### SELECTED EXCERPT
━━━━━━
Women aiming for a medical career are still meeting more barriers than their male peers, a nationwide survey has found.
Data compiled in a study of medical students who qualified in 1986 has shown women falling behind men on the career ladder five years after qualification to a greater extent than those gaining professional status in 1981.
A report on the findings calls for the Government, medical schools, the National Health Service and the Royal Colleges, to review education and training for medical students to check imbalances and flaws in the system.
Though women now account for at least half of those entering medical school -- most of whom have outperformed men at A level -- they face discrimination and a career structure judged to be outdated and inflexible.
Research based on interviews with more than 200 doctors found that the typical requirements for rapid promotion -- a "straight" and conventional career path, full rather than part-time work, taking advantage of patronage, and geographical mobility -- were all likely to disadvantage women.
The survey, by the Policy Studies Institute, discovered that many career constraints for both men and women entering medicine which were identified in previous studies of doctors qualifying in 1966, 1976 and 1981, remained as obstacles for 1986 qualifiers.
But women's ambitions are still most likely to be frustrated.
The status of part-time working was one of the biggest problems facing women, who were more likely than men to be working fewer and more flexible hours at some point in their career -- though the survey findings exposed flaws in the assumption that this was largely due to domestic or family commitments.
Another was the system of personal patronage, seen by many in the profession as an important factor in careers advancement.
Doctors and their Careers: A New Generation, available from PSI distributors, PO Box 1496, Poole, BH12 3YD, Pounds 19.95.
━━━━━━
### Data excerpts
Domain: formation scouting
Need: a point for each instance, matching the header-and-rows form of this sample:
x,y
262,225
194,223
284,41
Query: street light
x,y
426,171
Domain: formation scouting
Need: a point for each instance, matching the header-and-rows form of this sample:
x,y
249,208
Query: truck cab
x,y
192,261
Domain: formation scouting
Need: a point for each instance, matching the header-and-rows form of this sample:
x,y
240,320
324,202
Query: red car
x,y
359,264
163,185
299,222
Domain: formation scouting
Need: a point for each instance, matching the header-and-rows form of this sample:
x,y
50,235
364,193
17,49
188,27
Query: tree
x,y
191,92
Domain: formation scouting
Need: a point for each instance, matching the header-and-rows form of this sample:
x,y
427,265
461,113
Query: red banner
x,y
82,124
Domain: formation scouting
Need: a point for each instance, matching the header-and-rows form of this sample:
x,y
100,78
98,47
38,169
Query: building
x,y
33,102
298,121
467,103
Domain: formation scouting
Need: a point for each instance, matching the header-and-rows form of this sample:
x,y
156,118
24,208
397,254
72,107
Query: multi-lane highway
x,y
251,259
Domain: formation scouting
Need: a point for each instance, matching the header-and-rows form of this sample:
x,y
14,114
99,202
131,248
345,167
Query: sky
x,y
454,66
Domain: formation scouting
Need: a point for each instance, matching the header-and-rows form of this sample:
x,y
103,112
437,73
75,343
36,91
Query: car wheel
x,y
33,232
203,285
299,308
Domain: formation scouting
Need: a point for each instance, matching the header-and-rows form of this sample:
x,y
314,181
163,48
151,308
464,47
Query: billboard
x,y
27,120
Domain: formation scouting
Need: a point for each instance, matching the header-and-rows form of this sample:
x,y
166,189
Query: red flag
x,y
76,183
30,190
━━━━━━
### WHAT THE EXERCISE ASKS
In the report on women in medical careers, which organization carried out the survey?

### TASK SOLUTION
The Policy Studies Institute.